- _What the exercise asks_:
Some of the lines below need repeating. Reproduce exactly those between the lines holding "feeding port in this photo." and "dock in this photo.", inclusive.

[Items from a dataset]
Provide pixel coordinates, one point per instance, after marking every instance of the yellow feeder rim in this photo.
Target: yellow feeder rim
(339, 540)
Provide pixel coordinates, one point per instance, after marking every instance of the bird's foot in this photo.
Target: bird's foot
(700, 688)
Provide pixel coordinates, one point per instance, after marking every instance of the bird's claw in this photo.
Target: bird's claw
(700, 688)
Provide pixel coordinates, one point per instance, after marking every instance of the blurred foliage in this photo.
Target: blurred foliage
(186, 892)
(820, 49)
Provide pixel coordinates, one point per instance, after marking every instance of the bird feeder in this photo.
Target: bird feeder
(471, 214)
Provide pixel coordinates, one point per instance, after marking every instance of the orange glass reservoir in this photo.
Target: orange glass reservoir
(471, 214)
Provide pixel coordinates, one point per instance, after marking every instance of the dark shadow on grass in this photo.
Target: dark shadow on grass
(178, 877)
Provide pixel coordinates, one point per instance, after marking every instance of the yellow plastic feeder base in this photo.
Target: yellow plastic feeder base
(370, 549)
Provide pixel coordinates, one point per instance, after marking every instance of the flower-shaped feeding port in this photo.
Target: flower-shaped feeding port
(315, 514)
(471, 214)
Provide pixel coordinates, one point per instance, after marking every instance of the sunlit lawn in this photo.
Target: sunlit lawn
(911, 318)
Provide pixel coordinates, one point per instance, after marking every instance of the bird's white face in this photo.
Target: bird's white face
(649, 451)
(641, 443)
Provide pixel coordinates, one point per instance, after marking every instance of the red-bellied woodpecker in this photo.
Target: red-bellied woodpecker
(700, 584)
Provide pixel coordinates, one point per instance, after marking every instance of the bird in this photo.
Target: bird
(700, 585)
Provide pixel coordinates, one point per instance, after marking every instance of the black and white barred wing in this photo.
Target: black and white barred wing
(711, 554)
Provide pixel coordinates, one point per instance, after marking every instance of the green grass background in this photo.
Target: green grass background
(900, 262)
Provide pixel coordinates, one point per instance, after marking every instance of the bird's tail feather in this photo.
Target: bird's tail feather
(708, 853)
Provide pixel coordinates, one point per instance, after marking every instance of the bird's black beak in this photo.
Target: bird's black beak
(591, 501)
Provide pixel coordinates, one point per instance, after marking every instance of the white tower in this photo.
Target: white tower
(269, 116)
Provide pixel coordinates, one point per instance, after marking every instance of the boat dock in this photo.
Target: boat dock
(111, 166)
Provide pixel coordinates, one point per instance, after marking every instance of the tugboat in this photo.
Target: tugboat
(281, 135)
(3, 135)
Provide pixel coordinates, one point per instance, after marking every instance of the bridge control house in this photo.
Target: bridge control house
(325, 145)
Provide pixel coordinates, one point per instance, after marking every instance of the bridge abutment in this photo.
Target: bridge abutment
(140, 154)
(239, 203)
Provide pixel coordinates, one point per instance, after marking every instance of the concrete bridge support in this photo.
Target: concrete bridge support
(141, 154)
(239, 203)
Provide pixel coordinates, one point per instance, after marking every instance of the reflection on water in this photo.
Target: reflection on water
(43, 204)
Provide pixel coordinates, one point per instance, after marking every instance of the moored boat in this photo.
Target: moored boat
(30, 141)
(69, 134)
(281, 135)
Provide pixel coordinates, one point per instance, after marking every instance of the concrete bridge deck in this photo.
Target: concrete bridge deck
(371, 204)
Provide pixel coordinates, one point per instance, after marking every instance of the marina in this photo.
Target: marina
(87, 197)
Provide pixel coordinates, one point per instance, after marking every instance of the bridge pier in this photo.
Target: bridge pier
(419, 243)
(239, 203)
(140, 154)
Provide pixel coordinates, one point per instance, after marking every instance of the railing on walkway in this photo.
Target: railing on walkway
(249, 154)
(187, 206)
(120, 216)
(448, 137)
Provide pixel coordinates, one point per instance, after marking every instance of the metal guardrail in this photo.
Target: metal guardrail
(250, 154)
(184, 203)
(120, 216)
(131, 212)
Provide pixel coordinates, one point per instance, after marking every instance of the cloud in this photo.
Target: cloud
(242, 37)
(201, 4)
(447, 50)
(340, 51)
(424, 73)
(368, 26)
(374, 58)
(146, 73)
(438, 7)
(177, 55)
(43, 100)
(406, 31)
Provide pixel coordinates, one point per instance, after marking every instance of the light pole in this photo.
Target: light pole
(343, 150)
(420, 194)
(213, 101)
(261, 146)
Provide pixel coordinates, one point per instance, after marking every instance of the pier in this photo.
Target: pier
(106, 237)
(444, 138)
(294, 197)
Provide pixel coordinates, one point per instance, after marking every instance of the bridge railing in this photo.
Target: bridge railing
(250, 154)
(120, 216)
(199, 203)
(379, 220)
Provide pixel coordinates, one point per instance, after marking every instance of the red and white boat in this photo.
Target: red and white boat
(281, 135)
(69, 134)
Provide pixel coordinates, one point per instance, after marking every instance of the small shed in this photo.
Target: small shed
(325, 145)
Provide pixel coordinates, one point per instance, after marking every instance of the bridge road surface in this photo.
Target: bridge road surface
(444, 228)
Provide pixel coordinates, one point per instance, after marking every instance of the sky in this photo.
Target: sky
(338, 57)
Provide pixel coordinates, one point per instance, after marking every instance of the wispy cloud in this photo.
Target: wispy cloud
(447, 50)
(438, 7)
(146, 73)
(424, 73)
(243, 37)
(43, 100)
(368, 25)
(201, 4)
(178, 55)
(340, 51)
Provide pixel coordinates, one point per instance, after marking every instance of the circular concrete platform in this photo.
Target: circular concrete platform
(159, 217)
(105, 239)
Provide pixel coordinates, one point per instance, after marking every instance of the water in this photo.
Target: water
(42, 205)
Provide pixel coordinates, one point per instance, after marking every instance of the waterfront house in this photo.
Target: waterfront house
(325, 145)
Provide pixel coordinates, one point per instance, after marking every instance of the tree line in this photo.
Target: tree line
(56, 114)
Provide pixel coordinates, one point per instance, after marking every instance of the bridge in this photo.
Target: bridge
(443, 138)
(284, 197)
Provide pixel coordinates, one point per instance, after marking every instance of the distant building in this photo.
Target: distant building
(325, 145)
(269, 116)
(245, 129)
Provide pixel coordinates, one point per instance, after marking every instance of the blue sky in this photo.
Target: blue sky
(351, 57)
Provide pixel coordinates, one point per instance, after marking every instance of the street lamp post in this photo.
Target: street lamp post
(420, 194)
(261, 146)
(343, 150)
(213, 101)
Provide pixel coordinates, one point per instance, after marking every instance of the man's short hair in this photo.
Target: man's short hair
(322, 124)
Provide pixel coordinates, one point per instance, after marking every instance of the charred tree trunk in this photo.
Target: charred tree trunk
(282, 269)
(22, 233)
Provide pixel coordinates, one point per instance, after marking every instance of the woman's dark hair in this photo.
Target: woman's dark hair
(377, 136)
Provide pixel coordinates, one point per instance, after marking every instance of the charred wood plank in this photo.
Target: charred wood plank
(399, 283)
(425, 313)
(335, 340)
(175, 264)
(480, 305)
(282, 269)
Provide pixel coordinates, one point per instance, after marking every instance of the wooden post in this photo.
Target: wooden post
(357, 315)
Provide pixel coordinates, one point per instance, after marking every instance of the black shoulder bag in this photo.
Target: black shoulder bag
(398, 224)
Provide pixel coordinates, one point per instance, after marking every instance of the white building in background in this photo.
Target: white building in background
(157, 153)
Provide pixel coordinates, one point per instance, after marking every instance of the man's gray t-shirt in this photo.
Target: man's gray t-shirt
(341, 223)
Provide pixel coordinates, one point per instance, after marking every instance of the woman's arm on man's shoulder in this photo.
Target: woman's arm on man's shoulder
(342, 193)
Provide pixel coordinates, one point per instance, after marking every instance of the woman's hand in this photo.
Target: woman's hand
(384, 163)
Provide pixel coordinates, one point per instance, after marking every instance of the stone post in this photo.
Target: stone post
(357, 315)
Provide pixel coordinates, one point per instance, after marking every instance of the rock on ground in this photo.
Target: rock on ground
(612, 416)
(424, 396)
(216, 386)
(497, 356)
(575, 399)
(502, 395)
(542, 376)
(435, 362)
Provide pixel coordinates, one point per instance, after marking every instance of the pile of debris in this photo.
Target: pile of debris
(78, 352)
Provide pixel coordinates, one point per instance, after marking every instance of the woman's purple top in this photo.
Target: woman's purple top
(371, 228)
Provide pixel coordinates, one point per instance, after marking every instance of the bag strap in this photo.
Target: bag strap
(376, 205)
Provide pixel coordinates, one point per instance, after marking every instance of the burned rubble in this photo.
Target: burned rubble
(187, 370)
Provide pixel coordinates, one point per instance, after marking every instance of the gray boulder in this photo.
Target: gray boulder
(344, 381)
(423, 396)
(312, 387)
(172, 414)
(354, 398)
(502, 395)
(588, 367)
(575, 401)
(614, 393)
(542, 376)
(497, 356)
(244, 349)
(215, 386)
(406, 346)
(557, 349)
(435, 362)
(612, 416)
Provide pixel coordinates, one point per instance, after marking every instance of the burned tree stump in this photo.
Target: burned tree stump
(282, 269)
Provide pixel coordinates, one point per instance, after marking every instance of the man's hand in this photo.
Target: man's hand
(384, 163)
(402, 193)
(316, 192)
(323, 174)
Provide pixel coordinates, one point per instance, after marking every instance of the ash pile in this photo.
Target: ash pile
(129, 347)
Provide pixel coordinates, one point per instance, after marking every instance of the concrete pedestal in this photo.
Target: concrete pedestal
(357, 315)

- _Result of the task_:
Provide pixel coordinates, one point per instance, after marking every instance of the flower-shaped feeding port in this photo.
Target: flower-shaped feeding port
(315, 514)
(471, 214)
Provide pixel coordinates, one point per instance, after marking every instance of the sunlit lawn in this photo.
Target: sunlit lawn
(911, 318)
Provide pixel coordinates, one point per instance, after marking every instance of the bird's white face in this photo.
Target: bird's white face
(649, 451)
(641, 443)
Provide pixel coordinates, one point per instance, after marking every instance of the red-bellied woodpecker in this photo.
Target: red-bellied woodpecker
(700, 584)
Provide pixel coordinates, one point per instance, after marking every instance of the bird in this photo.
Target: bird
(700, 585)
Provide pixel coordinates, one point per instance, after marking every instance of the black and white barred wing in this photo.
Target: black and white barred wing
(711, 554)
Provide pixel coordinates, one point per instance, after marking every instance of the green grass background in this photo.
Target: green grass background
(900, 262)
Provide pixel coordinates, one point per instance, after marking every instance of the bird's tail feather in this photo.
Target: bird's tail feather
(708, 853)
Provide pixel coordinates, one point per instance, after marking every instance of the bird's black beak in this photo.
Target: bird's black beak
(591, 501)
Provide pixel coordinates, one point per instance, after marking every instance of the white tower in this photo.
Target: white tower
(269, 116)
Provide pixel coordinates, one point per instance, after marking every instance of the boat dock in this photo.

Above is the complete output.